— REQUIRED WORK —
Every entry, from the first line to the last, should be output exactly.

— EXERCISE INPUTS —
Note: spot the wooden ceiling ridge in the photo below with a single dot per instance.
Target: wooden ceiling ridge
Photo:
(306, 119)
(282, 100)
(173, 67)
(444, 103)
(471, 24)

— EXPECTED OUTPUT —
Note: spot the wooden ceiling ridge in the photo below with a single dot per instance.
Target: wooden ceiling ridge
Photo:
(306, 119)
(282, 100)
(173, 67)
(444, 103)
(471, 24)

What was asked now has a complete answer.